### [AUSGEWÄHLTER TEXT]
---

Später stand ich auf und ging in die Küche, um das Essen vorzubereiten. Ich hatte mich für Spaghetti mit Ofenfeta und Tomaten entschieden. Ein simples aber sehr leckeres Rezept. Er begleitete mich und bot mehrmals seine Hilfe an, aber es gab nichts, was er hätte tun können.
Nach dem Essen drehten wir die Musik auf und jeder suchte abwechselnd Lieder raus. Bevor ich mich versah, saßen wir am Tisch und grölten zu Kelly Clarkson, den Backstreet Boys und Pink. Wobei – grölen wäre wahrscheinlich die falsche Wortwahl. Ihr wisst ja, wie J. singt. Es machte unglaublich viel Spaß und ich hatte es so gut!
Es wurde wieder spät. Um wie viel Uhr wir im Endeffekt schlafen gegangen sind, weiß ich nicht mehr. Wohl aber, dass ich in der ersten gemeinsamen Nacht nicht gut geschlafen habe. Ich war innerlich unruhig und vor dem Schlafen hatten wir uns noch einige lustige Videos angeschaut, weswegen ich zusätzlich leicht gepusht war. Die erste Nacht neben einer Person fällt mir immer etwas schwerer – egal, wer es ist. Ob Freunde, Familie oder Datingpartner. Ich habe das Gefühl, dass ich dann in keinen Tiefschlaf komme, weil ich nervös bin. Ich werde andauernd wach und höre ganz laut das Pochen meines Herzens vor Aufregung.
Immerhin war er niemand, der mich unbedingt fest im Arm halten musste, um zu schlafen. Wir waren beide Team: umarmen und dann zum Schlafen zur Seite drehen. J. bewegte sich gefühlt die ganze Nacht nicht und ich konnte ihn auch nicht atmen hören. Zwischenzeitlich, wenn ich immer mal wieder aufwachte, vergaß ich entweder, dass er da war oder ich machte mir Sorgen, ob alles in Ordnung war. Aber am nächsten Morgen wachten wir beide mit dem Wecker auf, vollkommen müde. Wie gerne hätte ich noch weitergeschlafen. Aber die Arbeit rief. Er stand auf und zog sich an, während ich in die Küche ging, um Kaffee zu machen.
J. wollte keinen trinken, aber ich brachte ohne meine ersten Schlücke Kaffee kaum ein Wort raus. Am liebsten würde ich so lange die Klappe halten, bis ich getrunken und meine Zähne geputzt hatte. Danach sieht die Welt für mich immer ganz anders aus.
Kurz darauf verabschiedete er sich und ich setzte mich an den Laptop zum Arbeiten.
Die darauffolgenden Tage stand super viel an, weswegen wir es nicht schafften, uns unter der Woche zu sehen. Durch die Arbeit hatte ich die Möglichkeit bekommen ein Event in Zürich zu besuchen. Und als ich zurückkam, kündigten mir meine Eltern überraschenderweise an, dass sie mich besuchen würden. Dabei war eigentlich der Plan gewesen, ein ruhiges Wochenende zu haben, zu entspannen und J. zu treffen. Stattdessen überlegte ich mir, wie ich es nun noch schaffen sollte, die Wohnung komplett zu putzen und aufzuräumen.

---

### [EINTRÄGE]
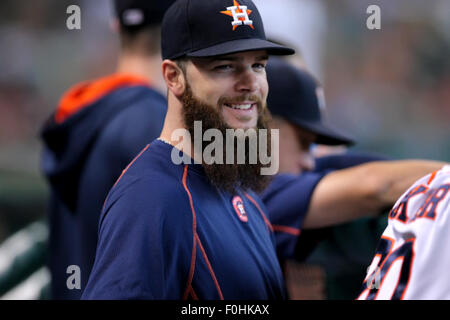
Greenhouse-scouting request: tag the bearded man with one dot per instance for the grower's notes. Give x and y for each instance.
(196, 230)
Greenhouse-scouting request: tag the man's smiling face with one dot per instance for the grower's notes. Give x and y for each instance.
(235, 85)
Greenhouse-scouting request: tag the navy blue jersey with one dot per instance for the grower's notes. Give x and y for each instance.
(87, 145)
(287, 200)
(166, 233)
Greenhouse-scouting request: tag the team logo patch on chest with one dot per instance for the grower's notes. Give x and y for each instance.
(238, 206)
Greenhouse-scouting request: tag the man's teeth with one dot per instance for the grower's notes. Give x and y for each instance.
(241, 106)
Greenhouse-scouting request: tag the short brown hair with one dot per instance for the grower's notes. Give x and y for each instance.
(145, 41)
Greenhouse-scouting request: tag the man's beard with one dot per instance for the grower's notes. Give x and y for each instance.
(228, 177)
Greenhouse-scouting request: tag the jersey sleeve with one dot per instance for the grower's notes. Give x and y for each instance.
(143, 249)
(347, 160)
(411, 261)
(287, 201)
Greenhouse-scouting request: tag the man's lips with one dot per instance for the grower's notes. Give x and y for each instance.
(241, 106)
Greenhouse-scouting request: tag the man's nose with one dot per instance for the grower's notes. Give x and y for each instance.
(247, 81)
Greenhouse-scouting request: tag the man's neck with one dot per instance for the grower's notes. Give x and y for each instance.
(147, 67)
(173, 129)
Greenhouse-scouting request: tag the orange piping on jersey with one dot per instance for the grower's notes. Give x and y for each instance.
(208, 264)
(86, 93)
(433, 175)
(194, 231)
(196, 241)
(286, 229)
(410, 270)
(269, 225)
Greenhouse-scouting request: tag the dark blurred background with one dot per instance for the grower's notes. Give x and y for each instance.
(389, 88)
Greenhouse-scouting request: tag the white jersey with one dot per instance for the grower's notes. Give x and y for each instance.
(412, 260)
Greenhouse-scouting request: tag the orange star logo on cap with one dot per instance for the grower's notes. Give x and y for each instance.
(240, 15)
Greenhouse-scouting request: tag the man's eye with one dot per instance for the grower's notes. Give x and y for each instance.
(223, 67)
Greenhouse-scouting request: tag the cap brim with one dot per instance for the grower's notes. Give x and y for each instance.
(241, 45)
(326, 134)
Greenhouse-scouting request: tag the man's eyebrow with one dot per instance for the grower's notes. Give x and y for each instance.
(233, 58)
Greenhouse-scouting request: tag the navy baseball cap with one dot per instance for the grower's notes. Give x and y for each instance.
(205, 28)
(296, 96)
(135, 14)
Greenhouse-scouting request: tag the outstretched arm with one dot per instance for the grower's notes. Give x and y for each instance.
(348, 194)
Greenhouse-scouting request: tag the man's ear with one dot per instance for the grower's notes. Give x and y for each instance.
(174, 77)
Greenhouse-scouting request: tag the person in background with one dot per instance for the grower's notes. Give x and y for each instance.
(342, 188)
(98, 127)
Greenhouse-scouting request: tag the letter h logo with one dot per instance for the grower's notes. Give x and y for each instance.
(240, 15)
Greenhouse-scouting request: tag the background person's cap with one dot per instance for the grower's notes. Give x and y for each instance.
(135, 14)
(296, 96)
(204, 28)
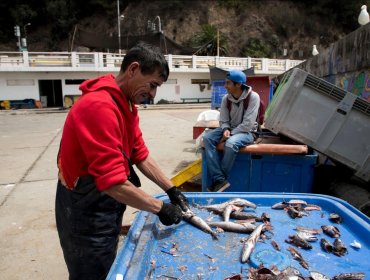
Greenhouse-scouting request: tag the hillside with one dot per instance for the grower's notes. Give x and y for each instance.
(283, 29)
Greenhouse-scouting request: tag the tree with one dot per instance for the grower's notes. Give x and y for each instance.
(206, 41)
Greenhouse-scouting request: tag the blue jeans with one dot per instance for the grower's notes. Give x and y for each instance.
(219, 167)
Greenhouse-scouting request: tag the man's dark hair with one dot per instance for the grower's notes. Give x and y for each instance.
(150, 59)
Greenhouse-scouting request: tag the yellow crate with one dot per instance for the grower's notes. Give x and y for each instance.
(192, 170)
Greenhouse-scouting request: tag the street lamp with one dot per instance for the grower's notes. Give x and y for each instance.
(151, 24)
(25, 29)
(119, 27)
(24, 40)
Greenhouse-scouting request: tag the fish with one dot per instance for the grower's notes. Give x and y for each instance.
(250, 243)
(331, 231)
(198, 222)
(309, 230)
(297, 256)
(280, 205)
(299, 242)
(339, 248)
(309, 237)
(236, 202)
(355, 244)
(234, 227)
(240, 215)
(289, 273)
(335, 218)
(312, 207)
(297, 202)
(318, 276)
(275, 245)
(350, 276)
(326, 245)
(228, 210)
(294, 212)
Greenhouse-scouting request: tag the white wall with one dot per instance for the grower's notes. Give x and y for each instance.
(26, 86)
(183, 88)
(168, 91)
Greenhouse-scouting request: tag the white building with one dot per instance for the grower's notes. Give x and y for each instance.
(54, 77)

---

### [AUFGABE 1]
Gib den Abschnitt des ausgewählten Texts wieder, der mit den Worten „Immerhin war er“ beginnt und nach den Worten „Kaffee zu machen.“ endet. Tausche darin „Wecker“ gegen „Handywecker“ aus.
### [AUFGABE 2]
Schreibe den ausgewählten Text im Anschluss an seinen letzten Satz weiter.

### [ERGEBNIS 1]
Immerhin war er niemand, der mich unbedingt fest im Arm halten musste, um zu schlafen. Wir waren beide Team: umarmen und dann zum Schlafen zur Seite drehen. J. bewegte sich gefühlt die ganze Nacht nicht und ich konnte ihn auch nicht atmen hören. Zwischenzeitlich, wenn ich immer mal wieder aufwachte, vergaß ich entweder, dass er da war oder ich machte mir Sorgen, ob alles in Ordnung war. Aber am nächsten Morgen wachten wir beide mit dem Handywecker auf, vollkommen müde. Wie gerne hätte ich noch weitergeschlafen. Aber die Arbeit rief. Er stand auf und zog sich an, während ich in die Küche ging, um Kaffee zu machen.

### [ERGEBNIS 2]
Ganz ehrlich? Ich schaffte es nicht. Ich war zu müde vom Businesstrip und war froh über jede Sekunde Schlaf, die ich nachholen konnte. Samstags traf ich mich vormittags mit Lara, da wir noch einige Dinge abshooten wollten. Und anschließend schlenderte ich zur Placa Reial, wo meine Eltern auf mich warteten. Ich sah sie am Brunnen sitzen und spazierte auf sie zu, um sie zu begrüßen.
In der Gegend um die Placa Reial liefen immer so viele Menschen rum und auch einige, die versuchten, Rosen oder Spielzeuge zu verkaufen. Plötzlich spürte ich wen direkt neben mir stehen und genervt blickte ich zur Seite. Im ersten Moment checkte ich überhaupt nichts. Ich blickte auf eine goldene Verpackung, die mir jemand quasi ins Gesicht hielt und dachte nur: die Menschen hier werden immer penetranter.
Als ich auf der Verpackung dann aber „Leonidas“ las, machte es „Click“ in meinem Kopf. Ich schaute der Person wieder ins Gesicht und erkannte sie. Ich konnte kaum glauben, wer dort vor mir stand. Seit einem Jahr hatte ich ihn nicht mehr gesehen. Ein langes Jahr, in dem ich ihn vermisst hatte. Mir schossen die Tränen in die Augen und ich umarmte ihn. Ließ meinen Emotionen freien Lauf.
Mein Bruder, der mir immer und immer wieder gesagt hatte, dass er für dieses Jahr keinen Urlaub mehr hatte, stand plötzlich vor mir und grinste mich an! Das war die schönste Überraschung, die ich in diesem Jahr erlebt hatte. Ich wollte ihn gar nicht mehr loslassen!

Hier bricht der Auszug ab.